**EXERCISE 1:** In the Gardiner entry of the nature observations, what animal was running up and down the tree to the suet feeder?

**EXTRACT PROVIDED:**
######

12/9 - Round Top, HRM 112: It warmed to 52°F in Round Top today. There are still wood ducks on the beaver ponds and I saw golden-crowned kinglets and white-throated sparrows happily bouncing around in the woods. There are lots of ravens up high in the Catskill Mountains.
- Jon Powell

12/9 - Gardiner, HRM 73: I was on my porch early this evening trying to figure out what kind of animal was running up and down the tree to our suet feeder. At first I thought it was a bird, then a chipmunk. Getting my flashlight, I focused its beam and and there it was, a flying squirrel. It spent 30 minutes running up and down the tree.
- Rebecca Johnson

12/9 - Croton River, HRM 34: Witch hazel has been in bloom for more than two weeks. Today the crinkly yellow blossoms on one giant plant were enhanced by the presence of four male cardinals.
- Christopher Letts

12/9 - Town of Wawayanda, HRM 46: We looked up from our work, a 4,000 year-old Stone Age workshop, to watch an immature bald eagle fly over. It was heading southwest, away from the Hudson watershed, toward the Delaware. The chill was numbing but the glow from the sighting warmed us up.
- Tom Lake, Pat Sabol, Ann Marie Hess

12/9 - Manhattan, HRM 0: A beautiful Chanukah greeting from my friend Esther Beredjick arrived in this evening's mail. Inside, she told of finding a dead American woodcock, a window strike, in her neighborhood of Battery Park City. Not one to dwell on the sad part of a story, Esther described her surprise at finding a long bill attached to what she initially thought was a dead robin. Certainly beats the heck out of my usual holiday greetings.

######

**SUPPLIED MATERIAL:**
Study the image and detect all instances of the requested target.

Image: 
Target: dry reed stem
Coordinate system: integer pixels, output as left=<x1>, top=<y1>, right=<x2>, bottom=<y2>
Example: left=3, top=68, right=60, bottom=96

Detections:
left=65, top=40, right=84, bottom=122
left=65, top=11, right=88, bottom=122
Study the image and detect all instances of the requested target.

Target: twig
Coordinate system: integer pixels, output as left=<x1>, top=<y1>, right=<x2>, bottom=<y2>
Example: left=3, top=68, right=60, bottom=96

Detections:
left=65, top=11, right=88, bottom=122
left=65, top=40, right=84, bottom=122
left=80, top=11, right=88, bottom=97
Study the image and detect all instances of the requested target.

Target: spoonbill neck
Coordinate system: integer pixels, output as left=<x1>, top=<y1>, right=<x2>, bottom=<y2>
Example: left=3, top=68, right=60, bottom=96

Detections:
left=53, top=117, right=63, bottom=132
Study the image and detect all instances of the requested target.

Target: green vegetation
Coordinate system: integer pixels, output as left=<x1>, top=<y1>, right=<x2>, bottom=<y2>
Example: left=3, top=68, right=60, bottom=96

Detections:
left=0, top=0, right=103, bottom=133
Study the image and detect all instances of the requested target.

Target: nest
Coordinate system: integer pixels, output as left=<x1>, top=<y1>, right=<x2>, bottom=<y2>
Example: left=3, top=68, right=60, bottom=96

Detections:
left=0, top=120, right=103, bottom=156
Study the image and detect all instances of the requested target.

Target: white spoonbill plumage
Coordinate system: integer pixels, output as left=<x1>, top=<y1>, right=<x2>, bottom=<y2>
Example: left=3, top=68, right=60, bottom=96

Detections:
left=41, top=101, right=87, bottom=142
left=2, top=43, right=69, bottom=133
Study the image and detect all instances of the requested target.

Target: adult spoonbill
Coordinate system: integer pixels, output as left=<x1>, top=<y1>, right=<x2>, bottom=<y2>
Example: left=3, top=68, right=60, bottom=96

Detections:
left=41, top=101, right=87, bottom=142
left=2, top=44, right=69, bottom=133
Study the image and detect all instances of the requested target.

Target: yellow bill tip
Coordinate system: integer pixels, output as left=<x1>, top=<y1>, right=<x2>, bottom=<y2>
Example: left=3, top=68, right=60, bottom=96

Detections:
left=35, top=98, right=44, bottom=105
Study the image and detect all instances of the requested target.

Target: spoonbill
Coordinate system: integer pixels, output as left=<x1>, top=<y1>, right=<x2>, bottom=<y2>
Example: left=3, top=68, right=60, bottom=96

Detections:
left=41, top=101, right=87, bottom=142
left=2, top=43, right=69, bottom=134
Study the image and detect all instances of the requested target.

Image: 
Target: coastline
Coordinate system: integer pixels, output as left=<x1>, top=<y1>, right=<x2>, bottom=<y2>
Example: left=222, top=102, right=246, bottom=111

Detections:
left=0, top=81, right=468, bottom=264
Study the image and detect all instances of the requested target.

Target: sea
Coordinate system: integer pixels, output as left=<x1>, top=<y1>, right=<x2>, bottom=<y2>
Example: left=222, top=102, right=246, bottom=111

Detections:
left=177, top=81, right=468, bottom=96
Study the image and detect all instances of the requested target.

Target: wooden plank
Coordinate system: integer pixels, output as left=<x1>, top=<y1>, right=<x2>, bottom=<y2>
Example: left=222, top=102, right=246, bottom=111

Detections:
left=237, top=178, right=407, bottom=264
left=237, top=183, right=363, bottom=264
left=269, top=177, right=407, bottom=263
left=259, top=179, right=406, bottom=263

######

**EXERCISE 2:** Reproduce the records word for word, starting with their first line and ending with the line that contains "left=53, top=117, right=63, bottom=132", both included.

**COMPLETE ANSWER 1:** A flying squirrel.

**COMPLETE ANSWER 2:**
Study the image and detect all instances of the requested target.

Image: 
Target: dry reed stem
Coordinate system: integer pixels, output as left=<x1>, top=<y1>, right=<x2>, bottom=<y2>
Example: left=3, top=68, right=60, bottom=96

Detections:
left=65, top=40, right=84, bottom=122
left=65, top=11, right=88, bottom=122
Study the image and detect all instances of the requested target.

Target: twig
Coordinate system: integer pixels, output as left=<x1>, top=<y1>, right=<x2>, bottom=<y2>
Example: left=3, top=68, right=60, bottom=96

Detections:
left=65, top=11, right=88, bottom=122
left=65, top=40, right=84, bottom=122
left=80, top=11, right=88, bottom=97
Study the image and detect all instances of the requested target.

Target: spoonbill neck
Coordinate system: integer pixels, output as left=<x1>, top=<y1>, right=<x2>, bottom=<y2>
Example: left=3, top=68, right=60, bottom=96

Detections:
left=53, top=117, right=63, bottom=132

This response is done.